Minimally invasive, probe-assisted procedures are made possible with small incisions through the following locations:
- The side of the abdomen—Direct Lateral Interbody Fusion (DLIF) is a surgical procedure to treat leg or back pain resulting from degenerating discs. DLIF is minimally invasive. While the patient is under general anesthesia, the surgeon makes two small incisions in the patient’s side and inserts a probe. The goal of TLIF is to remove the damaged disc and implant a bone graft that will grow and fuse the affected vertebral bones.
- Between the belly button and the hip—Oblique Lateral Interbody Fusion (OLIF) corrects deformity and degenerative spinal conditions. The surgeon places a large bone graft on the vertebrae’s strongest part. The graft serves as a support for the spine.
- Through the sacrum—With Axial Lumbar Interbody Fusion (AxiaLIF), the surgeon reaches the disc with an incision near the tailbone. The surgeon removes the damaged portion of the disc and replaces it with bone graft material.
There are some potential risks to back surgery, as in any surgical procedure. They include:
- Complications due to anesthesia—Nausea, and vomiting could cause problems during and after surgery.
- Blood clots—The body’s natural reaction to surgery can cause blood clotting and the danger of a thrombus and resulting life-threatening outcomes.
- Undiagnosed medical conditions like heart disease or rare allergic reactions, including neurological problems or damage to soft tissue.
- Instrument malfunction—Robotic and technological assistance during minimally invasive surgery can fail due to both software and hardware problems.
- Device migration—Screws, plates, and rods implanted on the vertebrae could move and lead to complications and unforeseen after-effects.
- Loss of spinal curvature or reduction (and sometimes a slight gain) in height.
Most of the foregoing complications can be treated and solved as they occur but may require additional hospitalization or surgery.
The main advantage to back surgery for most patients is lessened pain, and most patients will be back on their feet living an active life again. A quality surgeon advises every patient about the risks and how the patient can help ensure the best possible outcome following back surgery.
Recovering from Back Surgery
Patients who undergo back surgery can improve healing and recovery by observing the following:
- Stop Smoking—Smoking causes degeneration of the spine.
- Create a sensible, supervised exercise plan with a physical therapist—Losing weight will reduce stress on the spine. Exercise will help patients drop their tobacco habit.
- Walk often during back surgery recovery, unless advised otherwise by your doctor. Get moving as quickly as you can. Do an indoor route at first, and don’t bend lift, twist, stoop, or squat.
- Eat well—Avoid sugar and processed carbohydrates that increase inflammation. Drink lots of water.
- Make the home more friendly to recovery by reducing clutter. Pay special attention to the bathroom safety and sleeping arrangements.
- Be alert for incision wound discoloration or inflammation. If anything doesn’t look right, contact the caregiver.
Surgery of the spine continues to provide relief, mobility, and even life-saving assistance, and top surgeons are refining techniques, developing new technology, and improving outcomes every year. With advancements in spinal fusion and other methods for repair, the recovery and enhanced mobility of such surgeries is improving the lives of hundreds of thousands each year.

------------------------------

Answer these questions from the back surgery text:
1. Where does the surgeon make the incision in Axial Lumbar Interbody Fusion?
2. What can cause robotic and technological assistance to fail during minimally invasive surgery?
3. What does smoking cause, according to the recovery advice?
The material that follows is not needed for the task on this text.

------------------------------

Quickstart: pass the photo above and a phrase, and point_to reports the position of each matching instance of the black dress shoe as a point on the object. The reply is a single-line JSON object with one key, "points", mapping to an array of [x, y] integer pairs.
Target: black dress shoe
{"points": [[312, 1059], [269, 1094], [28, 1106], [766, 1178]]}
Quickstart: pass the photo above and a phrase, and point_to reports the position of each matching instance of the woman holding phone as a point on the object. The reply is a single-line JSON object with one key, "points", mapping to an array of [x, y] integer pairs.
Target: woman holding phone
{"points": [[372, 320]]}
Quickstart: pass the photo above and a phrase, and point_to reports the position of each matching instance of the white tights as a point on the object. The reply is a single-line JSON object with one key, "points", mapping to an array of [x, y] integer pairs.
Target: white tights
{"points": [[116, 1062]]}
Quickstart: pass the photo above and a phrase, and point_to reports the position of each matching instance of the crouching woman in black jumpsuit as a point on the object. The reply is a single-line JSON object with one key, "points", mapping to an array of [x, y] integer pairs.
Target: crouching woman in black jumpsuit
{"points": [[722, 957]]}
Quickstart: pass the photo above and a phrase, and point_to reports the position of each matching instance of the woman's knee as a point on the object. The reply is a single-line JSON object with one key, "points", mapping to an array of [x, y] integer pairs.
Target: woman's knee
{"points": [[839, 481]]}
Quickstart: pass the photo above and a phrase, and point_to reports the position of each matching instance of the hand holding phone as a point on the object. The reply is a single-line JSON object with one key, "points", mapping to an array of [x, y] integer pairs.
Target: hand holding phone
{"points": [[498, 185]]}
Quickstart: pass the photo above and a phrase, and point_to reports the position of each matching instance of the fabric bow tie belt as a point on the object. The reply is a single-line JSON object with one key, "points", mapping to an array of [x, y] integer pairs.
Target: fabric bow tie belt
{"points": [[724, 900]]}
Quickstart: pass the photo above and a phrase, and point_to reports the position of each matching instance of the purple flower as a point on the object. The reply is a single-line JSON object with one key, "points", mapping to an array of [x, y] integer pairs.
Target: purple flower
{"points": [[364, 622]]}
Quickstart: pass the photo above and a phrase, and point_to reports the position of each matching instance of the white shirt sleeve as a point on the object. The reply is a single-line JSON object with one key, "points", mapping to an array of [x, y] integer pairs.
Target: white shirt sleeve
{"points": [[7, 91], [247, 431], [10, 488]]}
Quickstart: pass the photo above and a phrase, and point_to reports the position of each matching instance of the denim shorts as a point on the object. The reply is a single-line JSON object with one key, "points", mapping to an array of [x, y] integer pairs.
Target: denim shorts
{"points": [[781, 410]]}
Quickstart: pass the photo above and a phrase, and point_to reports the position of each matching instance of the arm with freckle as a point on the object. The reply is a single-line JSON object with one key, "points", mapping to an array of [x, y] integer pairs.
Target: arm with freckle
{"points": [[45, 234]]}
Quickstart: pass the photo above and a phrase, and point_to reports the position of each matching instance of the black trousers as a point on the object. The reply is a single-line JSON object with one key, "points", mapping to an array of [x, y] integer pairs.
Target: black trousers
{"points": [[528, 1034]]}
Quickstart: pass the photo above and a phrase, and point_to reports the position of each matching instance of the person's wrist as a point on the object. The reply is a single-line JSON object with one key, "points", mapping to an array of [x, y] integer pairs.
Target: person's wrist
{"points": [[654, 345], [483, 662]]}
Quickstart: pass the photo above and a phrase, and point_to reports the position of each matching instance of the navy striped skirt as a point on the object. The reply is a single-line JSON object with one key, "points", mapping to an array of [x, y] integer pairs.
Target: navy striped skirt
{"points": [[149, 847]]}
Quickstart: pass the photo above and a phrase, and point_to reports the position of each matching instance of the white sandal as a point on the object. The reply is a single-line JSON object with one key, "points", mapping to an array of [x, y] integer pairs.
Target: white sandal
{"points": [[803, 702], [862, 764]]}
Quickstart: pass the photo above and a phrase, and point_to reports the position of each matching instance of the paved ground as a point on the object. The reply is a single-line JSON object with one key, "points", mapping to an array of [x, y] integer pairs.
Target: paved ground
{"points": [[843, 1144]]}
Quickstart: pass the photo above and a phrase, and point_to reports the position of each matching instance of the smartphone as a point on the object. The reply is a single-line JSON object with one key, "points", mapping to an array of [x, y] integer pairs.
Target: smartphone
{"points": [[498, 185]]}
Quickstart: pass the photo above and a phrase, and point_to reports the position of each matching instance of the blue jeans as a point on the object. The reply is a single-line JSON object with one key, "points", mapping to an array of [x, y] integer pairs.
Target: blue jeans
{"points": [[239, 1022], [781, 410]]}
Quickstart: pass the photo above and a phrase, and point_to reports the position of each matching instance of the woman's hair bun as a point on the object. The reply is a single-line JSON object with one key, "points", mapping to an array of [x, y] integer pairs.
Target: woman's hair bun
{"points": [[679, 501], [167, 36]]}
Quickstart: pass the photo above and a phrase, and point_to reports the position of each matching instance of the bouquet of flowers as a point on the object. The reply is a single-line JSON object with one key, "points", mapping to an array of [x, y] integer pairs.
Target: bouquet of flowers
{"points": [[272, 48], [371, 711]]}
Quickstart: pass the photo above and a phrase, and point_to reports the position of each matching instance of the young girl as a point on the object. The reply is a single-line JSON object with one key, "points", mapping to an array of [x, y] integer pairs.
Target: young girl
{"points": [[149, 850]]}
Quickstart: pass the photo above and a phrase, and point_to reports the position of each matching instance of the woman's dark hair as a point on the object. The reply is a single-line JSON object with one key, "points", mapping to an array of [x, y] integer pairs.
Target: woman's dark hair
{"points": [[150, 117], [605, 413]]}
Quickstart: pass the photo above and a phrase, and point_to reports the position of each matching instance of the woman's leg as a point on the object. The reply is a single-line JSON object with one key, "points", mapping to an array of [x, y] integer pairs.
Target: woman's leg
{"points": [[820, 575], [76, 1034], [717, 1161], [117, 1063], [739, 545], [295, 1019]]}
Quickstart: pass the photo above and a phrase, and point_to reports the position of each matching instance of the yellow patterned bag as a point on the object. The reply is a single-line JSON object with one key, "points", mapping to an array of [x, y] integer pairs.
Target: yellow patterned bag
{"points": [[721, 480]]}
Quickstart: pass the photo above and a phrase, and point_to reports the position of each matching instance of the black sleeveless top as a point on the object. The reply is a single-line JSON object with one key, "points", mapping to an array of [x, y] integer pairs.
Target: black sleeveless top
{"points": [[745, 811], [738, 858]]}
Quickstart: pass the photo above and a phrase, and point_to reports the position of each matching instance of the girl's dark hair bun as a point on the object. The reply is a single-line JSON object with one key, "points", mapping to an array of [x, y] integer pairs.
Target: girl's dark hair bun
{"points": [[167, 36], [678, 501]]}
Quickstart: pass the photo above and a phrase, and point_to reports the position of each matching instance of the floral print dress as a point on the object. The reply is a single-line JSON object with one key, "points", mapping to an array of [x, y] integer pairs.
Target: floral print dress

------------------------------

*Solution below*.
1. Near the tailbone.
2. Software and hardware problems.
3. Degeneration of the spine.